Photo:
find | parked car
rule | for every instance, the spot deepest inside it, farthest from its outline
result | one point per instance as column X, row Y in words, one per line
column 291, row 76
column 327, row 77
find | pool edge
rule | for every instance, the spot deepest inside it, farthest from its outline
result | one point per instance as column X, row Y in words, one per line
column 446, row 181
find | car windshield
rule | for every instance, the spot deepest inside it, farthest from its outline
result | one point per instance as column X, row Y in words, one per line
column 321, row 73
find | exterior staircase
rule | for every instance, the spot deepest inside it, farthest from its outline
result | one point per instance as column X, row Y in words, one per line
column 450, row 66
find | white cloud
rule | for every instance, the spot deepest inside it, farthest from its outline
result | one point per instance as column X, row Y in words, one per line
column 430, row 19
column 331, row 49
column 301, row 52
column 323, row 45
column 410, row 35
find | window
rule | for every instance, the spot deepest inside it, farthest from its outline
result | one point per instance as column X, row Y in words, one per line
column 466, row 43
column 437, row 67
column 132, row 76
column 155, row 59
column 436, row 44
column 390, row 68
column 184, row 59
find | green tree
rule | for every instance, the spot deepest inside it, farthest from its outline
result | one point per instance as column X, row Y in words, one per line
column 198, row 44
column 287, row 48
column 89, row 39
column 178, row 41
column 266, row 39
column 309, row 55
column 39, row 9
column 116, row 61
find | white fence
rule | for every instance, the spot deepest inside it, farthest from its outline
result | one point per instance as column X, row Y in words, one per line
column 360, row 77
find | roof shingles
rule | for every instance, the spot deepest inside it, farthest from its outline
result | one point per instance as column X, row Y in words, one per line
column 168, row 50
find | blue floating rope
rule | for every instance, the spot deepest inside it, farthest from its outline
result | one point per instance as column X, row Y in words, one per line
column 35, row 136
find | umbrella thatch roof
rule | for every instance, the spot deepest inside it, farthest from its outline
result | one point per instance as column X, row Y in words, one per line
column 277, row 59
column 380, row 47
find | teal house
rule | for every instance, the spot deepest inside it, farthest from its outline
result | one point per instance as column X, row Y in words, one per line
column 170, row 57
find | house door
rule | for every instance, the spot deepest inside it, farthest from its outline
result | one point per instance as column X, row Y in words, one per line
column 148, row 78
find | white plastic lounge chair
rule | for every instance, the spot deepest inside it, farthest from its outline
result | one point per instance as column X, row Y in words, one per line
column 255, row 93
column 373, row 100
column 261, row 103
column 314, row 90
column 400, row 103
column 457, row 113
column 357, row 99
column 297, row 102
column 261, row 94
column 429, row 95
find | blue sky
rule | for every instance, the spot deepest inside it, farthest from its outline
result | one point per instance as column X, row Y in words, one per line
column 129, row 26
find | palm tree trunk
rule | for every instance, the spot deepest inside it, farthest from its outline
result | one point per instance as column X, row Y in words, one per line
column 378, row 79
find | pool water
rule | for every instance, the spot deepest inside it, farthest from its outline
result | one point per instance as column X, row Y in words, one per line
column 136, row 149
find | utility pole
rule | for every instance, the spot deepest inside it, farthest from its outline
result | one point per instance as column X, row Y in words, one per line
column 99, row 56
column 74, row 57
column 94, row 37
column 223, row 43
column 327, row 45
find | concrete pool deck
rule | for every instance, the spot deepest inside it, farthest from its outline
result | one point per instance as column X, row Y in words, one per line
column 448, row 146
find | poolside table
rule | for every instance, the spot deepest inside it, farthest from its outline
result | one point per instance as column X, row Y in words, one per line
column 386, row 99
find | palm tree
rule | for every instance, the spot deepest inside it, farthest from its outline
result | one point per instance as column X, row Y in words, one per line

☆ ☆ ☆

*Goal of the exercise*
Each line above that has the word "white" should be copied.

*Response to this exercise*
find | white cloud
find | white fence
find | white plastic lounge chair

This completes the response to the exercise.